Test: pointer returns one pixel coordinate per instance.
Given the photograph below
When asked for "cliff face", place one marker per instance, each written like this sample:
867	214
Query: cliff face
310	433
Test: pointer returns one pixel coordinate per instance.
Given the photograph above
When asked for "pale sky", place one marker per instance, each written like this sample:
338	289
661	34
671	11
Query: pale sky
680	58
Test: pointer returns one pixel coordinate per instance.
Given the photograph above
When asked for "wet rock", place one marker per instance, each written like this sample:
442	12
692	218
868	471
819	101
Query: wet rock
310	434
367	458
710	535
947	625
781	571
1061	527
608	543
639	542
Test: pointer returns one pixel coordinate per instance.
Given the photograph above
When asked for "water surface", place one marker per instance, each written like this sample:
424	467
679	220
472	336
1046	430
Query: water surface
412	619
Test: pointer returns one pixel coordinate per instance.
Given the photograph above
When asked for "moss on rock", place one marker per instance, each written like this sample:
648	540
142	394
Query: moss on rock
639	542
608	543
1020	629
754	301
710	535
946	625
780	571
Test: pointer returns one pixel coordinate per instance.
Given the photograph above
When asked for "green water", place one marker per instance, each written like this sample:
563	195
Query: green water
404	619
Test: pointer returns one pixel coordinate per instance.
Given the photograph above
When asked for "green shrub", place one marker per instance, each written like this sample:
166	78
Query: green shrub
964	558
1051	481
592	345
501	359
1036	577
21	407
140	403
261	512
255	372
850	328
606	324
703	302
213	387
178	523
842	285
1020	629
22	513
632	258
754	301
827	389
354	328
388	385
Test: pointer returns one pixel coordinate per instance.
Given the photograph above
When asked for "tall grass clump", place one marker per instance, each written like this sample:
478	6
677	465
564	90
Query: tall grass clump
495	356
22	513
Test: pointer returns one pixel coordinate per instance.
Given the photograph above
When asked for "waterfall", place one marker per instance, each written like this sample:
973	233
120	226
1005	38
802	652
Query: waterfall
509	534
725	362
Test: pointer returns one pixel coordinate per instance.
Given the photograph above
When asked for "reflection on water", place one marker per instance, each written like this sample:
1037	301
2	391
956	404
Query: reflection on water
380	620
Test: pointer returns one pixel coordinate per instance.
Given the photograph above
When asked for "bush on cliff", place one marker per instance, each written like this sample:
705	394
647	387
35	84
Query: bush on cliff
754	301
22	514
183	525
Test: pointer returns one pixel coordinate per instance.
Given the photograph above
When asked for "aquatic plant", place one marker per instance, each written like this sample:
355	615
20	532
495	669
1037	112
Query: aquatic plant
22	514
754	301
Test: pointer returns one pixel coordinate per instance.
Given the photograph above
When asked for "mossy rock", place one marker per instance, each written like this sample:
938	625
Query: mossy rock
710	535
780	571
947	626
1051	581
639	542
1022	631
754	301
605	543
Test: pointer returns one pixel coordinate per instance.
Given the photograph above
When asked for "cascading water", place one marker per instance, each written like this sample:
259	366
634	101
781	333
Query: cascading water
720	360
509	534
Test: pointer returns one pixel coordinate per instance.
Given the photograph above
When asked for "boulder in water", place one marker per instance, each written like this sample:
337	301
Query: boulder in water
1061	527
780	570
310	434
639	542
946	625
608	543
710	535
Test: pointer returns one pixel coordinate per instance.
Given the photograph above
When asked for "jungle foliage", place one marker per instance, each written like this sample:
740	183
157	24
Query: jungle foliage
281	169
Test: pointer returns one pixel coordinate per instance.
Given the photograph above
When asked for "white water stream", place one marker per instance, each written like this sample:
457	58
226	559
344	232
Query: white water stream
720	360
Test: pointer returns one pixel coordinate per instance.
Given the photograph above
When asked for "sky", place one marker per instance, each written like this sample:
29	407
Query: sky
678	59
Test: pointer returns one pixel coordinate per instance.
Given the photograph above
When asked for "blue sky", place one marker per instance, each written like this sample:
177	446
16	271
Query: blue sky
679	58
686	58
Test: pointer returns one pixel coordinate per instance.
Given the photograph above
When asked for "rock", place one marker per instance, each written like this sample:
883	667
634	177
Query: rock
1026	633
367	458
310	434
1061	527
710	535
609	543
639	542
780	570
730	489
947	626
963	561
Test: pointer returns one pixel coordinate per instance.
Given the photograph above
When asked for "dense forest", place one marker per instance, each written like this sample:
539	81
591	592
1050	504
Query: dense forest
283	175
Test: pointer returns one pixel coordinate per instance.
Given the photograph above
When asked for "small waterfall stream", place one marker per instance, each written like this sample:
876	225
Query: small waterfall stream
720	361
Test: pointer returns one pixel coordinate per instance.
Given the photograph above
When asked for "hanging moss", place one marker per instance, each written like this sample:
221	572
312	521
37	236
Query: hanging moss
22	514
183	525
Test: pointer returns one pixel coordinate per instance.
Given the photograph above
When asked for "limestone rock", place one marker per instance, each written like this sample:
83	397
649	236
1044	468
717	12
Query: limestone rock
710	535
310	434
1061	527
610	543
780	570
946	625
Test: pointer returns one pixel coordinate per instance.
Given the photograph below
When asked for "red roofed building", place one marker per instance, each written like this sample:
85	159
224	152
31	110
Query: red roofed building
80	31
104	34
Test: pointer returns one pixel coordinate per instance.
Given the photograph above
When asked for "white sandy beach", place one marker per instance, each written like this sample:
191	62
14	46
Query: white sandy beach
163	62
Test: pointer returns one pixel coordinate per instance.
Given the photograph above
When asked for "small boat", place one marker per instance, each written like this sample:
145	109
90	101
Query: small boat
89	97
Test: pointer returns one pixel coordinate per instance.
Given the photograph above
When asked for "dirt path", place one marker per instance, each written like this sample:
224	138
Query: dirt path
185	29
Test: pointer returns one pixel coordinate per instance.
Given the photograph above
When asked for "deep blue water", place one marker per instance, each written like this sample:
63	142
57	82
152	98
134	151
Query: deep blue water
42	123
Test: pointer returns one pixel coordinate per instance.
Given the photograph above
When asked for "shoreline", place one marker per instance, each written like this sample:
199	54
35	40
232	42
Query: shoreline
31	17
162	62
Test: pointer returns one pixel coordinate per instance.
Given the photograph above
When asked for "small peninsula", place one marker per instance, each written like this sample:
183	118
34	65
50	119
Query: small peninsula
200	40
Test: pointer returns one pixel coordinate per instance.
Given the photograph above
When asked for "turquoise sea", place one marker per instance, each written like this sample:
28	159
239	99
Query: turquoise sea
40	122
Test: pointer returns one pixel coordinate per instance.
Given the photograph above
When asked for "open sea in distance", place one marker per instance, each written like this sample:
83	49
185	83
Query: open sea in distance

What you will do:
Please quote every record above exactly as it appears.

Solution:
Test: pointer returns one pixel coordinate per instance.
Given the photograph below
When asked for "cliff face", place one marker per instance, each written like this sample:
867	214
Query: cliff face
310	433
Test: pointer returns one pixel coordinate per instance.
Given the photograph above
When asked for "pale sky", place one marker per instance, each written like this sample:
338	289
661	34
671	11
Query: pale sky
680	58
Test: pointer returns one pixel coordinate per instance.
Given the photograph above
When asked for "wet rock", place one marker per instance, each written like this sample:
442	12
692	218
868	471
819	101
Query: wet rock
310	434
367	458
710	535
947	625
781	571
1061	527
608	543
639	542
Test: pointer returns one pixel coordinate per instance.
Given the photograph above
When asked for "water surface", place one marker per instance, each written like this sample:
424	467
679	220
472	336
1046	430
Query: water surface
412	619
Test: pointer returns one pixel coordinate per instance.
Given the photograph above
When asked for "moss on rock", place one marker per instance, each written like this sample:
648	540
142	394
Query: moss on rock
639	542
608	543
1020	629
754	301
710	535
946	625
780	571
Test: pointer returns one pixel coordinate per instance.
Given the photograph above
When asked for "green water", place one marker per instance, each written like this sample:
563	195
Query: green water
404	619
Test: pointer returns one pixel coordinate per instance.
Given the photograph above
When asked for "green shrub", place one marker per instance, each written like this sample:
166	78
Query: green shrub
964	558
1051	481
592	345
501	359
1036	577
21	407
140	403
261	512
255	372
850	328
606	324
703	302
213	387
178	523
842	285
1020	629
22	513
632	258
754	301
827	389
354	328
388	385
Test: pointer returns one pixel coordinate per instance.
Given the photograph above
When asked for "tall grass clump", place one marker per instance, each written like this sample:
478	6
677	465
564	90
Query: tall grass clump
495	356
22	513
Test: pointer returns one pixel coordinate per instance.
Given the photograph above
When asked for "waterfall", place one marker per instance, each written like this sample:
973	233
120	226
1005	38
802	652
Query: waterfall
509	534
725	362
Test: pointer returns one pixel coordinate per instance.
Given the photograph above
When asked for "reflection on water", place one marker per instance, each written like this sample:
1037	301
2	391
956	404
Query: reflection on water
380	620
Test: pointer returns one pixel coordinate per instance.
Given the photograph above
When asked for "bush on cliff", place one marker per instance, each written like this sample:
705	394
647	387
35	84
Query: bush on cliff
754	301
22	514
183	525
Test: pointer returns one pixel coordinate per instance.
Given the photograph above
When asked for "aquatic plant", place one marker per instance, each written like this sample:
355	615
20	532
495	669
1037	112
Query: aquatic plant
22	514
754	301
Test: pointer returns one pixel coordinate per instance.
Given the photograph above
When asked for "mossy rock", place one marker per instance, each written like this sample:
938	625
Query: mossy rock
710	535
780	571
947	626
1051	581
639	542
1022	631
754	301
605	543
Test: pointer returns one pixel coordinate per instance.
Given the photograph above
When asked for "cascading water", place one marker per instance, each written like this sample:
259	366
634	101
781	333
Query: cascading water
720	360
509	534
Test: pointer returns one pixel coordinate per instance.
Given the photograph above
When asked for "boulder in water", place one marker per instance, each written like this sample:
337	301
Query: boulder in water
1061	527
780	570
310	434
639	542
946	625
608	543
710	535
Test: pointer returns one pixel coordinate per instance.
Given the photograph above
When asked for "jungle foliage", place one marker per instance, each written like this sample:
740	183
157	24
Query: jungle foliage
281	169
Test: pointer returns one pixel coordinate per instance.
Given the photograph above
When asked for "white water stream", place one marker per instance, each written like this sample:
457	58
226	559
344	232
Query: white water stream
720	360
Test: pointer returns one pixel coordinate per instance.
Given the photograph above
When asked for "sky", place one marker per instance, each written like this sample:
29	407
Query: sky
678	59
Test: pointer returns one pixel coordinate per instance.
Given the photograph above
When asked for "blue sky", place one marker per instance, each written like this sample:
177	446
16	271
Query: blue sky
679	58
686	58
Test: pointer returns one pixel coordinate per instance.
Given the photograph above
When asked for "rock", place one marker per instance, each written like this sample:
883	667
634	177
Query: rock
1026	633
367	458
310	434
1061	527
710	535
609	543
639	542
780	570
730	489
947	626
963	561
Test: pointer returns one pixel coordinate per instance.
Given the photograph above
When asked for "dense forest", place one marker per instance, each written like this sample:
539	81
591	592
1050	504
Query: dense forest
283	175
Test: pointer returns one pixel coordinate per instance.
Given the photograph above
When asked for "small waterfall stream", place one marker per instance, each written like this sample:
876	225
Query: small waterfall stream
720	361
Test: pointer returns one pixel coordinate per instance.
Given the photograph above
When asked for "hanging moss", place one marker per instance, each written like this sample:
221	572
312	521
37	236
Query: hanging moss
22	514
183	525
Test: pointer returns one pixel coordinate per instance.
Given the photograph above
When asked for "limestone rock", place one marker per instance, each written like this sample:
83	397
649	236
1044	468
717	12
Query: limestone rock
710	535
310	434
1061	527
610	543
780	570
946	625
Test: pointer returns one pixel coordinate per instance.
Given the photograph below
When asked for "red roofed building", place one marker per instance, each written like this sample:
85	159
224	152
31	110
Query: red roofed building
80	31
104	34
Test: pointer returns one pixel coordinate per instance.
Given the photograph above
When asked for "white sandy beach", place one marker per instance, each written like this sample:
191	62
14	46
Query: white sandy beach
163	62
Test: pointer returns one pixel coordinate per instance.
Given the photograph above
When asked for "small boat", place one marker per instance, each written like this sample:
145	109
90	101
Query: small boat
89	97
Test: pointer returns one pixel coordinate per instance.
Given the photograph above
When asked for "dirt path", place one marker per instance, each written like this sample:
224	138
Query: dirt path
185	29
Test: pointer returns one pixel coordinate per instance.
Given the photograph above
When asked for "deep blue water", place one marker per instance, each written like this sample:
63	142
57	82
152	98
134	151
Query: deep blue water
42	123
Test: pointer returns one pixel coordinate per instance.
Given the photograph above
When asked for "shoreline", place one marker per instance, each written like this sample:
199	54
35	40
232	42
Query: shoreline
31	17
162	62
Test: pointer returns one pixel coordinate per instance.
Given the photograph above
When asked for "small peninsula", place one marker per instance, each written like this sample:
183	118
34	65
50	119
Query: small peninsula
200	40
Test: pointer returns one pixel coordinate per instance.
Given the photograph above
When asked for "turquoise sea", place one marker per instance, each written like this sample:
28	159
239	99
Query: turquoise sea
40	122
Test: pointer returns one pixel coordinate per instance.
Given the photograph above
When asked for "open sea in distance", place one marker per instance, each written like this sample:
83	49
185	83
Query: open sea in distance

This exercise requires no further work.